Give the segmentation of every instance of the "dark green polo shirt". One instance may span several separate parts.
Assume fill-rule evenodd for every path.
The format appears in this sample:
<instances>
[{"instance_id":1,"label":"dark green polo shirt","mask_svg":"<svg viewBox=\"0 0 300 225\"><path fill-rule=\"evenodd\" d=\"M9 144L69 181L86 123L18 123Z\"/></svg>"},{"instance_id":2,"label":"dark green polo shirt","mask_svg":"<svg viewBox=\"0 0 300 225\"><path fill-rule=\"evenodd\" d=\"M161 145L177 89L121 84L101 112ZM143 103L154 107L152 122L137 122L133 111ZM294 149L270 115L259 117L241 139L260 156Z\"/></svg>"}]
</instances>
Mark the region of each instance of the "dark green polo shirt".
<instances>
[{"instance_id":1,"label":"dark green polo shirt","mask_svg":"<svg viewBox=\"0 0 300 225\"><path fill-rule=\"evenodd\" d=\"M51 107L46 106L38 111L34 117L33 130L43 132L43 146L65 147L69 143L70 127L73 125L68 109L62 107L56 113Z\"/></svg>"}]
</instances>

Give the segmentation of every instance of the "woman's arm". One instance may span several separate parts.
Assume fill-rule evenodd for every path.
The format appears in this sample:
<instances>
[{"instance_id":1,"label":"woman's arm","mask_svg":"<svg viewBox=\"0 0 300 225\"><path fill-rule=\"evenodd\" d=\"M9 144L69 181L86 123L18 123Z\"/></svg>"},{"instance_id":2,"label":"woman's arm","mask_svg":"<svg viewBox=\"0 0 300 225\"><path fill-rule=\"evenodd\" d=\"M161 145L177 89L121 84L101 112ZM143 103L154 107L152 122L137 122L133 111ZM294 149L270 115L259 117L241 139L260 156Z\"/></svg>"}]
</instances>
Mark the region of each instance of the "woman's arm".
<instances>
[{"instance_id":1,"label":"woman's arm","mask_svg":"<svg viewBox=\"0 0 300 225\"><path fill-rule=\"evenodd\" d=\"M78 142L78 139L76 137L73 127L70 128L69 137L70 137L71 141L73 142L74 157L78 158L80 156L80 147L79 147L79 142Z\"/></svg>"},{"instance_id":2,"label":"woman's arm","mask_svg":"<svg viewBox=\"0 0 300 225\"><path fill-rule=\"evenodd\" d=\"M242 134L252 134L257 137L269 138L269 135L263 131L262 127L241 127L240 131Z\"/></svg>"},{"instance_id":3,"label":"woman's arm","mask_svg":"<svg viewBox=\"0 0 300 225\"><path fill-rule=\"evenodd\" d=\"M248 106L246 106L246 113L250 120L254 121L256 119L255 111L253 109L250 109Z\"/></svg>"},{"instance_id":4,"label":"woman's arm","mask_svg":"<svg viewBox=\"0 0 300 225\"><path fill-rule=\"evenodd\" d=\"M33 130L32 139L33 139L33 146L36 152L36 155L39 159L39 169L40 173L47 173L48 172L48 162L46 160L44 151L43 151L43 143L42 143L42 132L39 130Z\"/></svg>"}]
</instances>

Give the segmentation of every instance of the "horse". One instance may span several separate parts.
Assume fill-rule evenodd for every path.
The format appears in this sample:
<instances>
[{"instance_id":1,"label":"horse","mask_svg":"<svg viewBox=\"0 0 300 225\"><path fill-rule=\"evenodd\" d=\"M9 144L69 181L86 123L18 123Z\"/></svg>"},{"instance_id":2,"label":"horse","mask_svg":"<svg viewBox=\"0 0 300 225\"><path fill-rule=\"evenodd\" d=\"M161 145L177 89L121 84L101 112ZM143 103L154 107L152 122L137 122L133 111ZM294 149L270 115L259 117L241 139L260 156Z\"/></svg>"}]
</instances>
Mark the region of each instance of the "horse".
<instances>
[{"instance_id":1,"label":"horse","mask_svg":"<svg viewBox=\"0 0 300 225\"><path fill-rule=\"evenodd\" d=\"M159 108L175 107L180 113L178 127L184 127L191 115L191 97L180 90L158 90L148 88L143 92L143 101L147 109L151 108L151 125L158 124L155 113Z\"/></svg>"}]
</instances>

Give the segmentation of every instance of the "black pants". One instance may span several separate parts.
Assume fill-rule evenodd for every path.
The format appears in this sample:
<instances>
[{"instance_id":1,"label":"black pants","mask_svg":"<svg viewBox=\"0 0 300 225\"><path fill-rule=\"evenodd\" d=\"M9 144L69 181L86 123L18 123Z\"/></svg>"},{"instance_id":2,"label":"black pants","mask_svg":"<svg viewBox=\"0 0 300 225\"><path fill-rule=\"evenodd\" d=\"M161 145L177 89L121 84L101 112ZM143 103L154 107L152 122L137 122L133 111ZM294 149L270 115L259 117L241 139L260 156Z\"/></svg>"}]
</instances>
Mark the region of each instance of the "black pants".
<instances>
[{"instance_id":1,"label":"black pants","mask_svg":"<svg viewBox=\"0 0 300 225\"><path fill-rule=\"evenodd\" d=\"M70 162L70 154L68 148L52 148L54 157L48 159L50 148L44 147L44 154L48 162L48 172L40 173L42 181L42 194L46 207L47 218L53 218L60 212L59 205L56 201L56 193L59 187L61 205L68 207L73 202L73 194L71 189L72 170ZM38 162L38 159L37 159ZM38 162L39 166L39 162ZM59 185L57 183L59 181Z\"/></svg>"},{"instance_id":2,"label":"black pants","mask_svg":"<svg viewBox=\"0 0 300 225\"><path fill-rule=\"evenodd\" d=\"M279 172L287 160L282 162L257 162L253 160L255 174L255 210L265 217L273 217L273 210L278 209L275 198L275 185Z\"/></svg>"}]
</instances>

........

Aim
Print back all the lines verbatim.

Solution to this exercise
Give the segmentation of every instance of the "dark green polo shirt". One instance may span several separate parts.
Assume fill-rule evenodd for every path.
The format appears in this sample:
<instances>
[{"instance_id":1,"label":"dark green polo shirt","mask_svg":"<svg viewBox=\"0 0 300 225\"><path fill-rule=\"evenodd\" d=\"M9 144L69 181L86 123L18 123Z\"/></svg>"},{"instance_id":2,"label":"dark green polo shirt","mask_svg":"<svg viewBox=\"0 0 300 225\"><path fill-rule=\"evenodd\" d=\"M161 145L177 89L121 84L101 112ZM143 103L154 107L152 122L137 122L133 111ZM294 149L270 115L259 117L241 139L260 156Z\"/></svg>"}]
</instances>
Mark the region of each instance of the "dark green polo shirt".
<instances>
[{"instance_id":1,"label":"dark green polo shirt","mask_svg":"<svg viewBox=\"0 0 300 225\"><path fill-rule=\"evenodd\" d=\"M51 107L46 106L38 111L34 117L33 130L43 132L43 146L65 147L69 143L70 127L73 125L68 109L62 107L56 113Z\"/></svg>"}]
</instances>

Give the segmentation of every instance of the "woman's arm". One instance may span several separate parts.
Assume fill-rule evenodd for every path.
The format appears in this sample:
<instances>
[{"instance_id":1,"label":"woman's arm","mask_svg":"<svg viewBox=\"0 0 300 225\"><path fill-rule=\"evenodd\" d=\"M9 144L69 181L86 123L18 123Z\"/></svg>"},{"instance_id":2,"label":"woman's arm","mask_svg":"<svg viewBox=\"0 0 300 225\"><path fill-rule=\"evenodd\" d=\"M161 145L177 89L121 84L101 112ZM143 103L154 107L152 122L137 122L133 111ZM294 149L270 115L259 117L241 139L260 156Z\"/></svg>"}]
</instances>
Mark the region of each instance of the "woman's arm".
<instances>
[{"instance_id":1,"label":"woman's arm","mask_svg":"<svg viewBox=\"0 0 300 225\"><path fill-rule=\"evenodd\" d=\"M78 142L78 139L76 137L73 127L70 128L69 137L70 137L71 141L73 142L74 157L78 158L80 156L80 147L79 147L79 142Z\"/></svg>"},{"instance_id":2,"label":"woman's arm","mask_svg":"<svg viewBox=\"0 0 300 225\"><path fill-rule=\"evenodd\" d=\"M242 134L252 134L257 137L269 138L269 135L263 131L262 127L241 127L240 131Z\"/></svg>"},{"instance_id":3,"label":"woman's arm","mask_svg":"<svg viewBox=\"0 0 300 225\"><path fill-rule=\"evenodd\" d=\"M248 106L246 106L246 113L250 120L254 121L256 119L255 111L253 109L250 109Z\"/></svg>"},{"instance_id":4,"label":"woman's arm","mask_svg":"<svg viewBox=\"0 0 300 225\"><path fill-rule=\"evenodd\" d=\"M33 130L32 139L33 139L33 146L36 152L36 155L39 159L39 169L40 173L47 173L48 172L48 162L46 160L44 151L43 151L43 143L42 143L42 132L39 130Z\"/></svg>"}]
</instances>

Give the segmentation of every instance of the "horse". One instance may span several separate parts.
Assume fill-rule evenodd for every path.
The format appears in this sample:
<instances>
[{"instance_id":1,"label":"horse","mask_svg":"<svg viewBox=\"0 0 300 225\"><path fill-rule=\"evenodd\" d=\"M9 144L69 181L86 123L18 123Z\"/></svg>"},{"instance_id":2,"label":"horse","mask_svg":"<svg viewBox=\"0 0 300 225\"><path fill-rule=\"evenodd\" d=\"M161 145L177 89L121 84L101 112ZM143 103L154 107L152 122L137 122L133 111ZM294 149L270 115L259 117L241 139L260 156Z\"/></svg>"}]
</instances>
Mark the region of each instance of the "horse".
<instances>
[{"instance_id":1,"label":"horse","mask_svg":"<svg viewBox=\"0 0 300 225\"><path fill-rule=\"evenodd\" d=\"M159 108L175 107L180 113L178 127L184 127L191 115L191 97L180 90L158 90L148 88L143 92L143 101L147 109L151 108L151 125L158 124L155 113Z\"/></svg>"}]
</instances>

Give the segmentation of every instance of the "black pants". One instance may span several separate parts.
Assume fill-rule evenodd for every path.
The format appears in this sample:
<instances>
[{"instance_id":1,"label":"black pants","mask_svg":"<svg viewBox=\"0 0 300 225\"><path fill-rule=\"evenodd\" d=\"M9 144L69 181L86 123L18 123Z\"/></svg>"},{"instance_id":2,"label":"black pants","mask_svg":"<svg viewBox=\"0 0 300 225\"><path fill-rule=\"evenodd\" d=\"M161 145L177 89L121 84L101 112ZM143 103L154 107L152 122L137 122L133 111ZM294 149L270 115L259 117L241 139L260 156Z\"/></svg>"}]
</instances>
Mark the region of each instance of the "black pants".
<instances>
[{"instance_id":1,"label":"black pants","mask_svg":"<svg viewBox=\"0 0 300 225\"><path fill-rule=\"evenodd\" d=\"M70 162L70 154L68 148L52 148L54 157L48 159L50 148L44 147L44 154L48 162L48 172L40 173L42 181L42 194L46 207L47 218L53 218L60 212L59 205L56 201L56 193L59 187L61 205L68 207L73 202L73 194L71 189L72 170ZM38 162L38 159L37 159ZM38 162L39 166L39 162ZM59 185L57 183L59 181Z\"/></svg>"},{"instance_id":2,"label":"black pants","mask_svg":"<svg viewBox=\"0 0 300 225\"><path fill-rule=\"evenodd\" d=\"M279 172L287 160L282 162L257 162L253 160L255 174L255 210L265 217L273 217L273 210L278 209L275 198L275 185Z\"/></svg>"}]
</instances>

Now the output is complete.